** start Passage **

1

I have a docker compose that contains the following stack: django application, rabbitmq, celery beat (master) and celery workers (agents).

When I want to deploy a new deployment of the docker compose I need to kill the former containers, and I want to find a way to do it with out killing a celery worker in the middle of a task. Basiclly I want my CD job to be able to wait until the celery worker is not running a task before we kill the container.

I thought about maybe:

  1. Killing the celery beat container
  2. Monitoring the amount of running processes running in the celery worker container and once it hits 0 to kill the container.

The main issue is that the killing the celery beat container is not enough for the celery worker container to pull new tasks, since it is possible that more tasks were queued in the rabbitmq before I killed the celery beat container, and while the rabbitmq is up and the celery worker is up it can pull new tasks directly from the rabbitmq.

I thought about maybe killing the rabbitmq container as well, but I think it won't be good because we might not have dataloss, but it my result in long downtime.

How do you suggest to handle this issue with no dataloss and minimal down time?

Thank you!

user15937765
  • 219
  • 1
  • 7

1 Answers1

1

Every application implements its signal handler, including Celery.

Every orchestrator such as OS, Kubernetes, or docker-compose in your case tries to terminate all the applications it manages gently: first, a SIGTERM signal is sent to the application to notify that it needs to stop, and a few seconds later, if it still running a SIGKILL is sent - which force exit.

** end Passage **
** start Material provided **

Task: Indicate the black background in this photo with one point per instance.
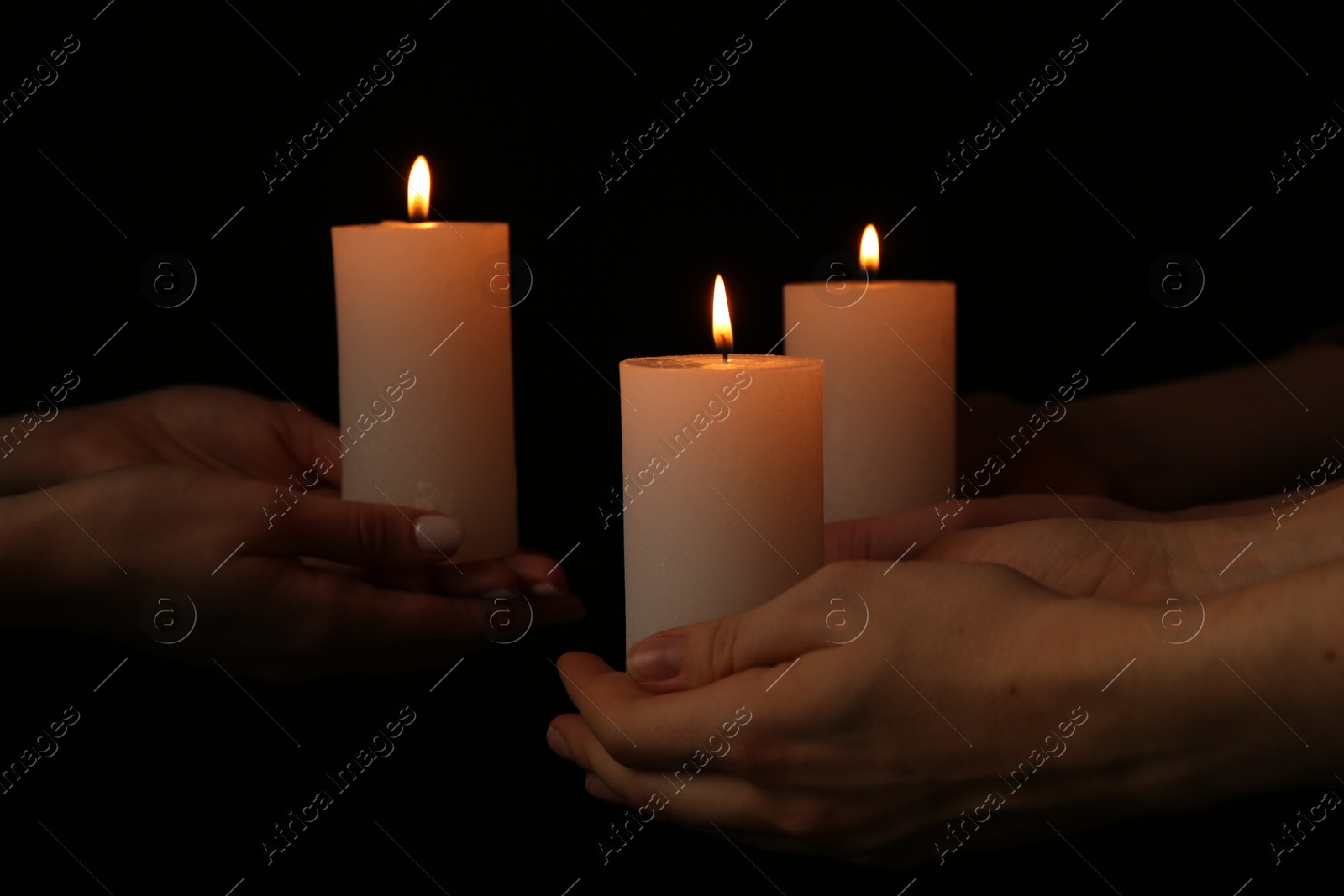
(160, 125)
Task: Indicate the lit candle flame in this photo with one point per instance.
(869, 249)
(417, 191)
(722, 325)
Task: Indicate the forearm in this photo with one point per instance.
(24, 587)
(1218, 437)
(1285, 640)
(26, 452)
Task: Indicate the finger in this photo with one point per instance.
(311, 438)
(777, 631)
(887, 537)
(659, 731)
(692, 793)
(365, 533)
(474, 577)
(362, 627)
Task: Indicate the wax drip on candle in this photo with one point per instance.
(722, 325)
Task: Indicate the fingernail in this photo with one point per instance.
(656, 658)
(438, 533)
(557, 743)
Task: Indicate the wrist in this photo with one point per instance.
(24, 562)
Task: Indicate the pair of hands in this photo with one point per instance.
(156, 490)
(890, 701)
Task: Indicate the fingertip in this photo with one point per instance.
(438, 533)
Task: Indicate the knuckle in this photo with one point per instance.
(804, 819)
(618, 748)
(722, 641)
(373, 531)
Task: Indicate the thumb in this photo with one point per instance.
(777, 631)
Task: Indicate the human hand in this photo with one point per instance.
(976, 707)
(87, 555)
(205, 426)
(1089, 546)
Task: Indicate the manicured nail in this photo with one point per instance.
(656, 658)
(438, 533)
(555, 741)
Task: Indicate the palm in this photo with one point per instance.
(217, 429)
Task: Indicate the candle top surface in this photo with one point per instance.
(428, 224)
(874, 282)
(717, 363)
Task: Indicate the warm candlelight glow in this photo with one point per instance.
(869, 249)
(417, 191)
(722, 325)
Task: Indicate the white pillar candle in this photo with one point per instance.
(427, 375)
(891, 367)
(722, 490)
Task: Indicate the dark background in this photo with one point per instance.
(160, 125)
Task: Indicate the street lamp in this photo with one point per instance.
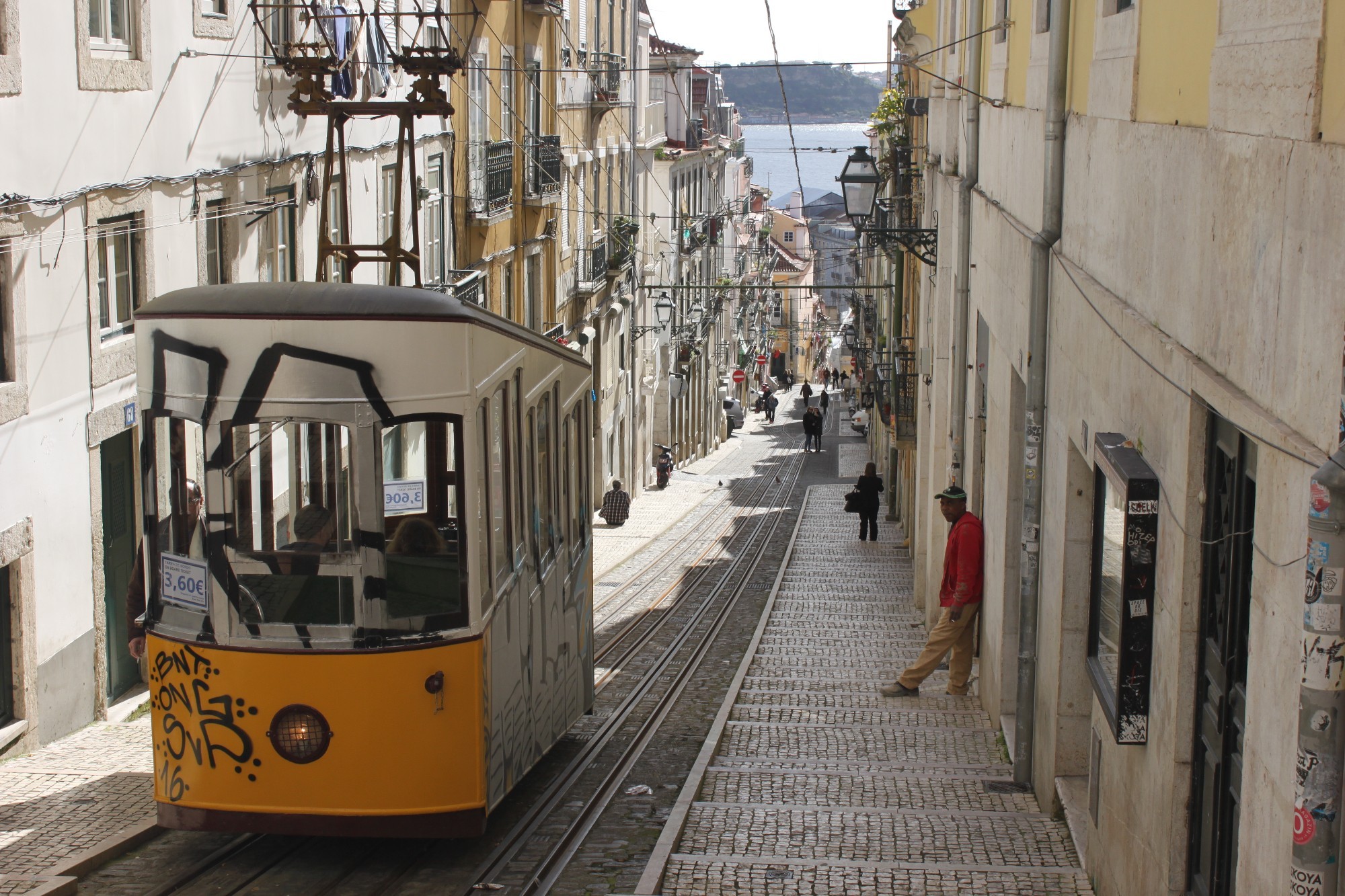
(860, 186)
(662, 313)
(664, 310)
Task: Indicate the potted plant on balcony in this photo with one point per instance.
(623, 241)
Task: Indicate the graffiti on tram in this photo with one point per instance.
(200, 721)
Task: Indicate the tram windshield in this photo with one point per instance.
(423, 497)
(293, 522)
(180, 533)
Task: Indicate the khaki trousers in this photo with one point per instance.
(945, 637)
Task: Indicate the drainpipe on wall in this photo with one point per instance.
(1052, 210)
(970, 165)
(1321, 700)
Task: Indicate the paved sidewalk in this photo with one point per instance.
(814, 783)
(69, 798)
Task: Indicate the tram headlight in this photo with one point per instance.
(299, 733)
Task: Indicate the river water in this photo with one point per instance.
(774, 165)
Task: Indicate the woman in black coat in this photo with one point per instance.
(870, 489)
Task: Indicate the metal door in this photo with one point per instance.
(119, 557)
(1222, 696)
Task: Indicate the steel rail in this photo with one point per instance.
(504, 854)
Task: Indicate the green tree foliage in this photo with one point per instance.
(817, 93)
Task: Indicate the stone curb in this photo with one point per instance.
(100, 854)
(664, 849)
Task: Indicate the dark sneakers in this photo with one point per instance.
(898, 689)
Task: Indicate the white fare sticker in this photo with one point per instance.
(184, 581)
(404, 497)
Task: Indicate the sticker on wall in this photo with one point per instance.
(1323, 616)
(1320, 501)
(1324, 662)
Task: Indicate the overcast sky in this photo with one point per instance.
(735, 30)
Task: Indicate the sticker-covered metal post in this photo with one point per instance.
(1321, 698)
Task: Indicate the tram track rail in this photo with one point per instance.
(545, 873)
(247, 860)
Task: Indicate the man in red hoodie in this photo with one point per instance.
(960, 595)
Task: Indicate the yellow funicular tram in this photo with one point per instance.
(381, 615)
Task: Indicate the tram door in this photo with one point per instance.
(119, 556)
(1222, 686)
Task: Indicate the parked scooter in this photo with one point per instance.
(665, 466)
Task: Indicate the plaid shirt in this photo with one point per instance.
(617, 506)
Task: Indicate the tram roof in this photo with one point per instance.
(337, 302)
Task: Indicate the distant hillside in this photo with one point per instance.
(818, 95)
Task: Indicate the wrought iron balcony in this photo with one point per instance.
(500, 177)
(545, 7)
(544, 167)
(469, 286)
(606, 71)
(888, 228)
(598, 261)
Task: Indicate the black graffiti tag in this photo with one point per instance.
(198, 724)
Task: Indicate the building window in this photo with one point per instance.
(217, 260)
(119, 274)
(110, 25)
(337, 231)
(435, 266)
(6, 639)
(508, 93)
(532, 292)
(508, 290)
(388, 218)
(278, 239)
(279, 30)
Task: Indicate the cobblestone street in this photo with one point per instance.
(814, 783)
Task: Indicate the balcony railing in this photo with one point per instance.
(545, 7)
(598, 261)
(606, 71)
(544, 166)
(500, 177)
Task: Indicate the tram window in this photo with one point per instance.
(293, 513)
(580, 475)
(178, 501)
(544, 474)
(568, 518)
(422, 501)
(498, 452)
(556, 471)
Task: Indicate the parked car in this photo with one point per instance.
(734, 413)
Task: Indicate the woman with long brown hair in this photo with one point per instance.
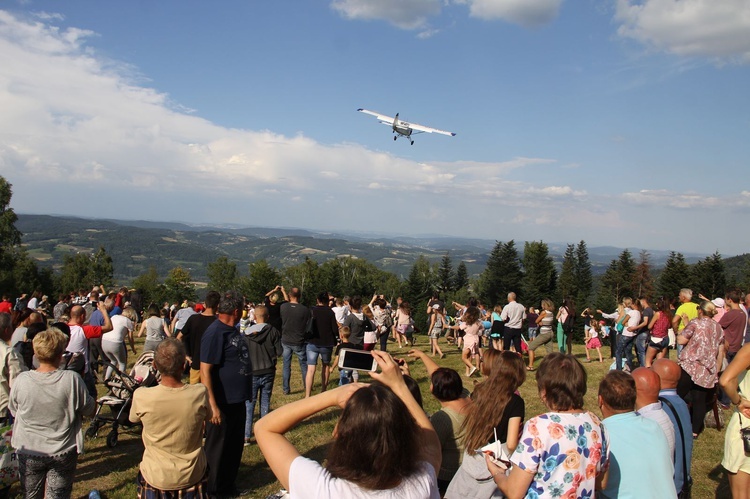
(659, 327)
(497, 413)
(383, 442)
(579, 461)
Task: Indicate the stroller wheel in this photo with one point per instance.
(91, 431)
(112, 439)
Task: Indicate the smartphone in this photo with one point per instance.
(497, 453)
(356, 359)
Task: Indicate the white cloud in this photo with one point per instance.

** end Material provided **

What to do =>
(a) Rewrite the Celery deployment thread from "Every application implements" to "which force exit.", putting "process manager" in place of "orchestrator".
(b) Translate this sentence from the Celery deployment thread into Spanish: "Every application implements its signal handler, including Celery."
(c) Write what follows the last sentence of the Celery deployment thread.

Outputs in order =>
(a)
Every application implements its signal handler, including Celery.

Every process manager such as OS, Kubernetes, or docker-compose in your case tries to terminate all the applications it manages gently: first, a SIGTERM signal is sent to the application to notify that it needs to stop, and a few seconds later, if it still running a SIGKILL is sent - which force exit.

(b) Cada aplicación implementa su manejador de señales, incluido Celery.

(c)
Those few seconds between SIGTERM to SIGKILL is the application opportunity to finish gracefully (one reason for that is to ensure that there won't be data loss).

In your scenario, I assume that you're using docker-compose down to stop all containers. docker-compose sends SIGTERM and waits 10 seconds and then sends SIGKILL.

Celery workers implement SIGTERM handler. That means that the worker will try to finish the currently running tasks and no new tasks will be pulled from the broker.

You might want to set worker_prefetch_multiplier to 1 (to ensure that there are no waiting tasks in the worker), and task_acks_late to True (so if a task fails/stops in the middle, it will run again right after your deployment).

That being said, I assume your maximum task duration is less than 10 seconds. If it doesn't you might want to increase the graceful time between the SIGTERM to SIGKILL in your orchestrator (look here for docker-compose).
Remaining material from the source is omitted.